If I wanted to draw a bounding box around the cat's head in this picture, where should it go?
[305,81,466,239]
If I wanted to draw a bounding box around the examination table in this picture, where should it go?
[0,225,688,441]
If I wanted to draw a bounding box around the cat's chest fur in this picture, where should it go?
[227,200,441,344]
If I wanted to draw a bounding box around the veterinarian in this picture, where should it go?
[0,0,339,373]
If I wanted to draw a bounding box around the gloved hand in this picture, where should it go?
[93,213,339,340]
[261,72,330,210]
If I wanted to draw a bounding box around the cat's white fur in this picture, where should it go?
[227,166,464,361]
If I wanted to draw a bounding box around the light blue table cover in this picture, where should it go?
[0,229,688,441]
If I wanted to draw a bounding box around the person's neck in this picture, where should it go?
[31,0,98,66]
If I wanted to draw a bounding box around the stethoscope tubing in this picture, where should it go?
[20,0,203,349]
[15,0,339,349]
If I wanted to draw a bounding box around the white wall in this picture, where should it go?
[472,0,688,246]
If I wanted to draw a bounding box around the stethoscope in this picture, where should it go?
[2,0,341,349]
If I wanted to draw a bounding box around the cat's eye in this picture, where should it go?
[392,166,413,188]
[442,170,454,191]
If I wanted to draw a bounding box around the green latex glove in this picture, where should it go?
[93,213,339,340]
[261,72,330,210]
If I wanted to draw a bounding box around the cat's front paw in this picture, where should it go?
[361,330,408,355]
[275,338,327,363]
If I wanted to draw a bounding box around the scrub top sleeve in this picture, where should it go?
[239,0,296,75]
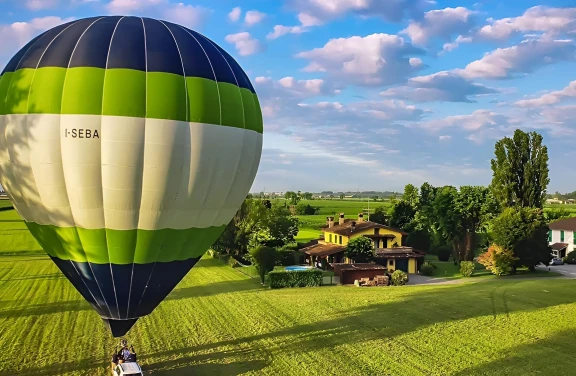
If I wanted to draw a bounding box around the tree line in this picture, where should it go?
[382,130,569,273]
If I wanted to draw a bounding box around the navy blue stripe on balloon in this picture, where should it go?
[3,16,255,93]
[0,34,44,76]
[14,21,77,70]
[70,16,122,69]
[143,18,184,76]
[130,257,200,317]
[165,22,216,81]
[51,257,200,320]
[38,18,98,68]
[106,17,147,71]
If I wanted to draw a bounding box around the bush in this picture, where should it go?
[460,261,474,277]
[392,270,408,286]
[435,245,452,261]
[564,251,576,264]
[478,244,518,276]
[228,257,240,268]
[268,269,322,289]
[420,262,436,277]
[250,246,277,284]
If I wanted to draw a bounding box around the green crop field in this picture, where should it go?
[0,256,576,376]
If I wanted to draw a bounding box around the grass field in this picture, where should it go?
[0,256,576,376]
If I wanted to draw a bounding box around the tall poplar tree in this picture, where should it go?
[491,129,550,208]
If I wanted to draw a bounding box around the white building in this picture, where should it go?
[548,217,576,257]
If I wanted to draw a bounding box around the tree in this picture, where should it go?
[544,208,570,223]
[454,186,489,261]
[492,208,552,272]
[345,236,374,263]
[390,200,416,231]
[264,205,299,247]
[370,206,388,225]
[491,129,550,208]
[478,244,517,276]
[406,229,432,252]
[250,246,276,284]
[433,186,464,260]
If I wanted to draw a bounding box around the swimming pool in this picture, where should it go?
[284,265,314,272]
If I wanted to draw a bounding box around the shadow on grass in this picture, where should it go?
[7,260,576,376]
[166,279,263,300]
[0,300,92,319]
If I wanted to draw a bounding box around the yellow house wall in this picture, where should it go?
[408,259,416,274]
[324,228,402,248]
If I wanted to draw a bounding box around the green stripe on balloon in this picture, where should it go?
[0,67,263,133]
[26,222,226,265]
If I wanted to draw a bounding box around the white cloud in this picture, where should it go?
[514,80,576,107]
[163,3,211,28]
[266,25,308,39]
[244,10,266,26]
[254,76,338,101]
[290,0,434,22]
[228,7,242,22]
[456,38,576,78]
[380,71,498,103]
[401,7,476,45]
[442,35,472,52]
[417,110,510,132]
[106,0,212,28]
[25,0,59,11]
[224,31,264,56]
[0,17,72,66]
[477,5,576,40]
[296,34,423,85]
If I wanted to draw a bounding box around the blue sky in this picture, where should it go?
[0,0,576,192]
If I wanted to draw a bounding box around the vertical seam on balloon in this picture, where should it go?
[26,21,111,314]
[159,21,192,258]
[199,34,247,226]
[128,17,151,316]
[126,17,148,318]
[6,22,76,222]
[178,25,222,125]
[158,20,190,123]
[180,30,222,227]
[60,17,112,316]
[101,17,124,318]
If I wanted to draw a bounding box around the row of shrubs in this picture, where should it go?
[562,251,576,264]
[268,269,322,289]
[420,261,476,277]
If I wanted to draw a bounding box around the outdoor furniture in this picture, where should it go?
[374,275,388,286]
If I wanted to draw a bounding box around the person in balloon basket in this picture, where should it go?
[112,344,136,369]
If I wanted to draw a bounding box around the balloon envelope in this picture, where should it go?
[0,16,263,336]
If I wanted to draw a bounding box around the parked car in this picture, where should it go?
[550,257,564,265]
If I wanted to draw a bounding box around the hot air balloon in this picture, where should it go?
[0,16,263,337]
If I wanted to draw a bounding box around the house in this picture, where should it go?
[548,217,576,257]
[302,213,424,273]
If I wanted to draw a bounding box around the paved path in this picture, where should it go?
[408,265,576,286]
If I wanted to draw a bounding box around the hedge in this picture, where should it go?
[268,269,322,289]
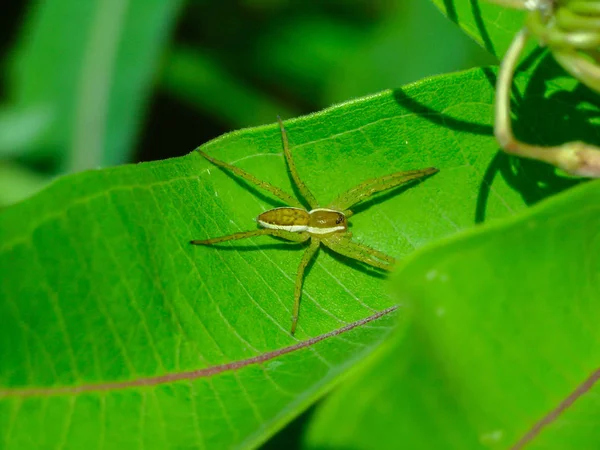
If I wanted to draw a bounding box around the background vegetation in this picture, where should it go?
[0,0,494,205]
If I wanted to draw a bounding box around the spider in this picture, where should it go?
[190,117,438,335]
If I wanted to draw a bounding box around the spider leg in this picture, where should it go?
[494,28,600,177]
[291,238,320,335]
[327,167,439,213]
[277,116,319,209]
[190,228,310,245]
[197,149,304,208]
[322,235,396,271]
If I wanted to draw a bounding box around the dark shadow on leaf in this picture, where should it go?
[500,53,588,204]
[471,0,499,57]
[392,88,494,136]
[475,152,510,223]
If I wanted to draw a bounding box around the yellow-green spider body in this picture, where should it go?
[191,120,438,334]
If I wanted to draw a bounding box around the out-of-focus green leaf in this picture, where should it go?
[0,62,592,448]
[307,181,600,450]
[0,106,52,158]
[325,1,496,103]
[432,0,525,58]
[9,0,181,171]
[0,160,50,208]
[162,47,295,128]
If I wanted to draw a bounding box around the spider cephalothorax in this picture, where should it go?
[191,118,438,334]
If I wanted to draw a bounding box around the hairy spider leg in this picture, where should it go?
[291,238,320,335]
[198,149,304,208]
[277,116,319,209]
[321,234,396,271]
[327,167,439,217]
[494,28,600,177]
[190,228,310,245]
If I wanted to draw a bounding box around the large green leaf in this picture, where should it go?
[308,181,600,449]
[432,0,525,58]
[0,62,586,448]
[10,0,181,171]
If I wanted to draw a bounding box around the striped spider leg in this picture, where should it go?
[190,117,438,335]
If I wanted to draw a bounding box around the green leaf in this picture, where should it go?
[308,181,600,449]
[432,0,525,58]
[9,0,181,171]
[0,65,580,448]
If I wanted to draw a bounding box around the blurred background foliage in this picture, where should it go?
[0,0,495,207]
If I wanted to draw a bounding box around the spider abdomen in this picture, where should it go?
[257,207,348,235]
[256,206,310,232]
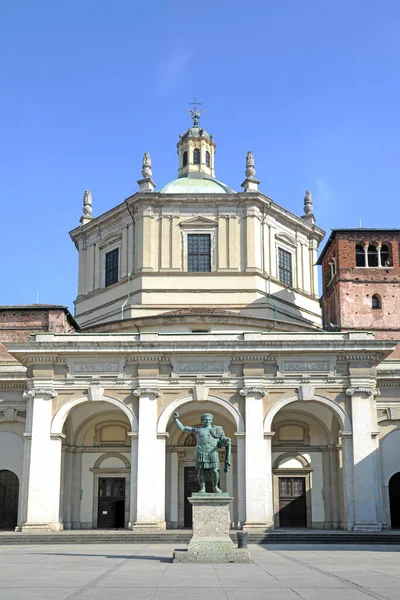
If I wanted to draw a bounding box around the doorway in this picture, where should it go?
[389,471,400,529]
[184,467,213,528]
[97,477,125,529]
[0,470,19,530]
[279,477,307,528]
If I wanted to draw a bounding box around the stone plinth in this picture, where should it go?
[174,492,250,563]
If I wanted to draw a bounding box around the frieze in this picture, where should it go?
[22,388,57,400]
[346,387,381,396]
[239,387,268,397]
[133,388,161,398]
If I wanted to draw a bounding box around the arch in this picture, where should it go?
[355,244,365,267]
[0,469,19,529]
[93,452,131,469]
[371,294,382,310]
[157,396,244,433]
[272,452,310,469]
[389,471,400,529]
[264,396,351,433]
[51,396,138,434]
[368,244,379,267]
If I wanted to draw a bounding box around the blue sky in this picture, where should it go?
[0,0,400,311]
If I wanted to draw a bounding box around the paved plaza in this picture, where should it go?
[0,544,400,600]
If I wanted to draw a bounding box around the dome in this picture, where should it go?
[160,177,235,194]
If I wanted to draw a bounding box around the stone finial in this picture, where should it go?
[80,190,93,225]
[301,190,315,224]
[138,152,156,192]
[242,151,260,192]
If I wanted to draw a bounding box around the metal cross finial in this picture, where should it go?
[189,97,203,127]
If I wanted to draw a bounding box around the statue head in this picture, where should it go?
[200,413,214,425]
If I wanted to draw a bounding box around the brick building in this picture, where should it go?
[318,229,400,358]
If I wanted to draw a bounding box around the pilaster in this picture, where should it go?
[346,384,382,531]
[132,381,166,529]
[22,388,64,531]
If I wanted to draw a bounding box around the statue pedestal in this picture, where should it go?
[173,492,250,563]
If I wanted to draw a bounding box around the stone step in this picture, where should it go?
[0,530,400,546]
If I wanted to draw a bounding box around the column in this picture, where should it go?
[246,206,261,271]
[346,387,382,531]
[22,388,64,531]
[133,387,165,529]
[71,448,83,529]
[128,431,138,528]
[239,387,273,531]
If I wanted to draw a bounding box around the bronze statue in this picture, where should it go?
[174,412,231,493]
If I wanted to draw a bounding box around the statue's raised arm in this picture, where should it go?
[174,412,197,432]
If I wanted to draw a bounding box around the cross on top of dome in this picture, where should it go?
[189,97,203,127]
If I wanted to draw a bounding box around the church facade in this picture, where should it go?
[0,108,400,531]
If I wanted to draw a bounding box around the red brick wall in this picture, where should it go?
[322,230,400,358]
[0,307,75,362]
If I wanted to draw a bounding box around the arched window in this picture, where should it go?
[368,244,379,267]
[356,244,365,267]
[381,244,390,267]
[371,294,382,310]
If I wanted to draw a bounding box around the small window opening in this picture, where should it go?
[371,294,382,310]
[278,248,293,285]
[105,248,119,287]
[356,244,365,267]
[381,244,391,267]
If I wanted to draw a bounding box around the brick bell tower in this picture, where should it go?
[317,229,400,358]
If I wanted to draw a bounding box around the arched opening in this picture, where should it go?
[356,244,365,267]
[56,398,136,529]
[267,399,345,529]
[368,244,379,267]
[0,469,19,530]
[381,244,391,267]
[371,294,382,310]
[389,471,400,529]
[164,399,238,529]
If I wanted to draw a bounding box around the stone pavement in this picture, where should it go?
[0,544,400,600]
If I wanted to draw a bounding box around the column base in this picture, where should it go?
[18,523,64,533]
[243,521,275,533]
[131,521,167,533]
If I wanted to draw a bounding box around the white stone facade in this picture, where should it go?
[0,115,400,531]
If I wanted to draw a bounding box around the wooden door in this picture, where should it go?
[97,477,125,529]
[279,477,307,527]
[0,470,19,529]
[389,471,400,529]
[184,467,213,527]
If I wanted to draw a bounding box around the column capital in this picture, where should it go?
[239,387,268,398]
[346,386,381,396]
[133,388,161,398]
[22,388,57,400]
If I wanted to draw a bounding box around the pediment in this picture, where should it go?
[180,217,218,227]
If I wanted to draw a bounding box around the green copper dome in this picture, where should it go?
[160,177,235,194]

───

Can you recast the rows as a Markdown table with an Index column for the row number and an Entry column for the line, skipping blank lines? Begin at the line that has "If I wanted to draw a bounding box around the house", stop after the one that has "[191,118,438,334]", and leave the pictures out of your answer.

Exercise output:
| Index | Entry |
|---|---|
| 1 | If I wanted to draw a bounding box around the house in this picture, where should it go? |
| 2 | [548,217,576,257] |
| 3 | [302,213,424,273] |
| 4 | If I wanted to draw a bounding box around the paved path in this picture, where should it go? |
| 5 | [408,265,576,286] |
| 6 | If I wanted to draw a bounding box around the hedge in this picture, where should it go? |
| 7 | [268,269,322,289] |
| 8 | If I wanted to draw a bounding box around the background vegetation in this picture, where should it go? |
| 9 | [0,0,494,205] |
| 10 | If I wanted to draw a bounding box around the spider in this picture, where should it go? |
| 11 | [190,117,438,335] |
| 12 | If I wanted to draw a bounding box around the spider leg in this picture, where should it go? |
| 13 | [494,28,600,177] |
| 14 | [291,238,320,335] |
| 15 | [327,167,439,213] |
| 16 | [277,116,319,209] |
| 17 | [190,228,310,245] |
| 18 | [197,149,304,208] |
| 19 | [322,235,396,271] |
| 20 | If I wanted to draw a bounding box around the dark shadow on leaf in this picture, where should it go? |
| 21 | [500,53,588,204] |
| 22 | [471,0,499,57] |
| 23 | [392,88,494,136] |
| 24 | [475,152,510,223] |
| 25 | If I wanted to draw a bounding box around the yellow-green spider body in this picture, where should it go? |
| 26 | [191,120,438,334] |
| 27 | If I wanted to draw a bounding box around the out-of-focus green leaf in this picture, where should it go? |
| 28 | [0,62,592,448] |
| 29 | [307,181,600,450] |
| 30 | [0,106,52,158] |
| 31 | [325,1,496,103] |
| 32 | [432,0,525,58] |
| 33 | [9,0,181,171] |
| 34 | [0,160,50,208] |
| 35 | [162,47,295,128] |
| 36 | If I wanted to draw a bounding box around the spider cephalothorax in this picture, where should it go? |
| 37 | [191,118,438,334] |